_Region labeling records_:
>>>

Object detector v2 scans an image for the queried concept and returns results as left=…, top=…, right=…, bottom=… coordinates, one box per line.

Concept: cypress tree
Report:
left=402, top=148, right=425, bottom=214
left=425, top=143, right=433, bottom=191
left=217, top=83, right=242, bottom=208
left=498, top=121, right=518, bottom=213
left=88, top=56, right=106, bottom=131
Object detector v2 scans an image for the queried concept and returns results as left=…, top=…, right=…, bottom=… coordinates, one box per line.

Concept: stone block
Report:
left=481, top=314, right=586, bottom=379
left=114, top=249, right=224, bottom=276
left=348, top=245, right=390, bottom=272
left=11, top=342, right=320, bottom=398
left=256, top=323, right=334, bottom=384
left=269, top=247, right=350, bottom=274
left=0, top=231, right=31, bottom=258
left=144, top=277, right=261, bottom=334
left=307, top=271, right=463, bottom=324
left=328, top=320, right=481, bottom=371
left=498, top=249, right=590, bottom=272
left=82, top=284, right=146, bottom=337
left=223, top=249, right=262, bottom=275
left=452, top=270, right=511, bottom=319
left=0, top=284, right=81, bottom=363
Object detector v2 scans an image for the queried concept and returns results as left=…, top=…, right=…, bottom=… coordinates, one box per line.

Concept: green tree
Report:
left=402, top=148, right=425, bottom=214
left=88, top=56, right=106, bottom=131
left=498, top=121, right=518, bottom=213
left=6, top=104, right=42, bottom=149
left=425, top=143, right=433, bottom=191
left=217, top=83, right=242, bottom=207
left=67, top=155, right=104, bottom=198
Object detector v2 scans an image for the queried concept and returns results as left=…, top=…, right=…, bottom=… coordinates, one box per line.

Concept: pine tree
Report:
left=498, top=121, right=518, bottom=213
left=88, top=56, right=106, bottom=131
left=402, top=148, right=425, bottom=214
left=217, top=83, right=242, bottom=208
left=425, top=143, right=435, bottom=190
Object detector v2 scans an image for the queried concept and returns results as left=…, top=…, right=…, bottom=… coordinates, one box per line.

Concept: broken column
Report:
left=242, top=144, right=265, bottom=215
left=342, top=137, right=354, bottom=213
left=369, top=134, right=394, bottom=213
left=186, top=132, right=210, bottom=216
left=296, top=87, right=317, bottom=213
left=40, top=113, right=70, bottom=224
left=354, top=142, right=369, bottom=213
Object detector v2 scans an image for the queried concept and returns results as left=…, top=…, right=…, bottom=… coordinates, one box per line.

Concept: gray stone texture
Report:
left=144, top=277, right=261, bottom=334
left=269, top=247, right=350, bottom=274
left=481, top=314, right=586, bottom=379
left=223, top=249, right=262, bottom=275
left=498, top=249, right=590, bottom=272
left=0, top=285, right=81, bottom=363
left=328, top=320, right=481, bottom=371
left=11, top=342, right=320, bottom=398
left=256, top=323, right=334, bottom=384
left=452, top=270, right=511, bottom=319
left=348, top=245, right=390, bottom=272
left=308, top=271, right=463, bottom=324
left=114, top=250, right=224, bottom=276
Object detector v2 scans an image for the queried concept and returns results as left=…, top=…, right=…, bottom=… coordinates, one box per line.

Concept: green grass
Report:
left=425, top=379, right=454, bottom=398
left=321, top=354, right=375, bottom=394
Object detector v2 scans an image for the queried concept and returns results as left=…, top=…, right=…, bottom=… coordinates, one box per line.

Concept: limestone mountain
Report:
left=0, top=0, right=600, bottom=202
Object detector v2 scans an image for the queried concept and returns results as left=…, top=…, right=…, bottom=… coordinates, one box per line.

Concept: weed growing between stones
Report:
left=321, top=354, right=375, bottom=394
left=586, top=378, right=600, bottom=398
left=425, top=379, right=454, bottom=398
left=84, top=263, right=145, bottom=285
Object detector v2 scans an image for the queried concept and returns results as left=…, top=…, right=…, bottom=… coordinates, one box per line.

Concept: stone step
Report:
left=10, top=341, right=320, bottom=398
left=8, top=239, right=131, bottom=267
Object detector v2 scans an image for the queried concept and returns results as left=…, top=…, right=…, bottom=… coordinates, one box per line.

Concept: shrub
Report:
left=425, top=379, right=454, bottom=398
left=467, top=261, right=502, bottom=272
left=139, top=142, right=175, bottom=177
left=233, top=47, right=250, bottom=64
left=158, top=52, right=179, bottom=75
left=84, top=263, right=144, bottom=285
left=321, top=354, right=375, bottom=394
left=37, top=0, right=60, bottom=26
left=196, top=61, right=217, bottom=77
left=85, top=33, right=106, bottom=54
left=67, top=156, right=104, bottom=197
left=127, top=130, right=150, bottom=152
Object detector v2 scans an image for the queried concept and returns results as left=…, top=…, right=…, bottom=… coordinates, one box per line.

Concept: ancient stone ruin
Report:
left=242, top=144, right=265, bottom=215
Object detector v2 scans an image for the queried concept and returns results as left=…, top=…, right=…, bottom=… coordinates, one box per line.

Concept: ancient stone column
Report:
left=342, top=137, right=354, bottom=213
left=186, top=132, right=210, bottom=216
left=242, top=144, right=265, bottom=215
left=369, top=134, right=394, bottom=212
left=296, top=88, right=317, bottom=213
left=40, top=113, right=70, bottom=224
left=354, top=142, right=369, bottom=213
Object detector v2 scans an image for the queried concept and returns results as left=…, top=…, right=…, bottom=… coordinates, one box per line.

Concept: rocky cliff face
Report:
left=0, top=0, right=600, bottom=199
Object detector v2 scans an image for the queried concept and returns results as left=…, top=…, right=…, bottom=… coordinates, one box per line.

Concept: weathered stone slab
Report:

<<<

_Challenge_: Could you transcribe every row above line for line, with no changes?

_Response to this exercise_:
Object detector v2 scans an image for the queried concept and returns results as left=…, top=…, right=…, bottom=… coordinates, one box per line.

Concept: cypress tree
Report:
left=402, top=148, right=425, bottom=214
left=425, top=143, right=433, bottom=191
left=217, top=83, right=242, bottom=208
left=498, top=121, right=518, bottom=213
left=88, top=56, right=106, bottom=131
Object detector v2 scans an image for the queried concept and returns results as left=…, top=…, right=…, bottom=… coordinates, one box per line.

Concept: stone block
Report:
left=481, top=314, right=586, bottom=379
left=114, top=249, right=224, bottom=276
left=348, top=245, right=390, bottom=272
left=11, top=342, right=320, bottom=398
left=256, top=323, right=334, bottom=384
left=269, top=247, right=350, bottom=274
left=0, top=231, right=31, bottom=258
left=144, top=277, right=261, bottom=334
left=307, top=271, right=463, bottom=324
left=328, top=320, right=481, bottom=371
left=498, top=249, right=590, bottom=272
left=82, top=284, right=146, bottom=337
left=223, top=249, right=262, bottom=275
left=452, top=270, right=511, bottom=319
left=0, top=284, right=81, bottom=363
Object detector v2 scans an image for the queried concept and returns results as left=…, top=…, right=…, bottom=… coordinates, one box per line.

Concept: green tree
Report:
left=402, top=148, right=425, bottom=214
left=88, top=56, right=106, bottom=131
left=498, top=121, right=518, bottom=213
left=6, top=104, right=42, bottom=149
left=425, top=143, right=433, bottom=191
left=217, top=83, right=242, bottom=207
left=67, top=155, right=104, bottom=198
Object detector v2 scans an image for the queried concept and returns results as left=…, top=…, right=…, bottom=… coordinates, one box per line.

Concept: pine tree
Report:
left=498, top=121, right=518, bottom=213
left=88, top=56, right=106, bottom=131
left=402, top=148, right=425, bottom=214
left=217, top=83, right=242, bottom=208
left=425, top=143, right=435, bottom=190
Object detector v2 scans an image for the queried concept and returns results as left=…, top=…, right=…, bottom=… coordinates, one box per line.

Concept: broken column
Report:
left=242, top=144, right=265, bottom=215
left=342, top=137, right=354, bottom=213
left=369, top=134, right=394, bottom=213
left=186, top=132, right=210, bottom=216
left=296, top=87, right=317, bottom=213
left=40, top=113, right=70, bottom=224
left=354, top=142, right=369, bottom=213
Object detector v2 scans an image for the queried concept and returns results as left=…, top=…, right=…, bottom=… coordinates, one box per line.

Concept: gray stone texture
Report:
left=144, top=277, right=261, bottom=334
left=269, top=247, right=350, bottom=274
left=481, top=314, right=586, bottom=379
left=223, top=249, right=262, bottom=275
left=498, top=249, right=590, bottom=272
left=0, top=285, right=81, bottom=363
left=328, top=320, right=481, bottom=371
left=11, top=342, right=320, bottom=398
left=256, top=323, right=334, bottom=384
left=452, top=270, right=511, bottom=319
left=348, top=245, right=390, bottom=272
left=308, top=271, right=463, bottom=324
left=114, top=250, right=224, bottom=276
Object detector v2 scans an image for the queried concept and returns results as left=…, top=…, right=…, bottom=… coordinates, one box per line.

Concept: green grass
Report:
left=425, top=379, right=454, bottom=398
left=321, top=354, right=375, bottom=394
Object detector v2 scans an image for the queried concept and returns results as left=…, top=…, right=…, bottom=… coordinates, one box per line.

Concept: limestone mountain
Report:
left=0, top=0, right=600, bottom=202
Object detector v2 scans an image for the queried concept and returns results as left=…, top=…, right=…, bottom=… coordinates, one box per line.

Concept: weed growing between stones
Report:
left=321, top=354, right=375, bottom=394
left=586, top=378, right=600, bottom=398
left=425, top=379, right=454, bottom=398
left=84, top=263, right=145, bottom=285
Object detector v2 scans an image for the queried concept and returns results as left=…, top=…, right=…, bottom=… coordinates, one box per line.

Concept: stone step
Report:
left=10, top=341, right=320, bottom=398
left=8, top=239, right=131, bottom=267
Object detector v2 scans an image for the queried concept and returns results as left=…, top=…, right=…, bottom=… coordinates, one box per line.

Concept: shrub
Report:
left=425, top=379, right=454, bottom=398
left=467, top=261, right=502, bottom=272
left=139, top=142, right=175, bottom=177
left=233, top=47, right=250, bottom=64
left=158, top=52, right=179, bottom=75
left=84, top=263, right=144, bottom=285
left=321, top=354, right=375, bottom=394
left=37, top=0, right=60, bottom=26
left=196, top=61, right=217, bottom=77
left=85, top=33, right=106, bottom=54
left=67, top=156, right=104, bottom=197
left=127, top=130, right=150, bottom=152
Object detector v2 scans an image for the queried concept and returns results as left=…, top=…, right=…, bottom=… coordinates, one box per line.

Concept: ancient stone ruin
Report:
left=242, top=144, right=265, bottom=215
Object detector v2 scans an image for the queried concept and returns results as left=…, top=…, right=…, bottom=… coordinates, one box per line.

Concept: ancient stone column
Report:
left=342, top=137, right=354, bottom=213
left=186, top=132, right=210, bottom=216
left=242, top=144, right=265, bottom=215
left=369, top=134, right=394, bottom=212
left=296, top=88, right=317, bottom=213
left=40, top=113, right=70, bottom=224
left=354, top=142, right=369, bottom=213
Object detector v2 scans an image for the queried concept and returns results as left=…, top=…, right=…, bottom=… coordinates, one box per line.

Concept: rocky cliff face
Report:
left=0, top=0, right=600, bottom=199
Object detector v2 scans an image for the queried concept and returns results as left=…, top=…, right=…, bottom=… coordinates, one box per line.

Concept: weathered stone slab
Report:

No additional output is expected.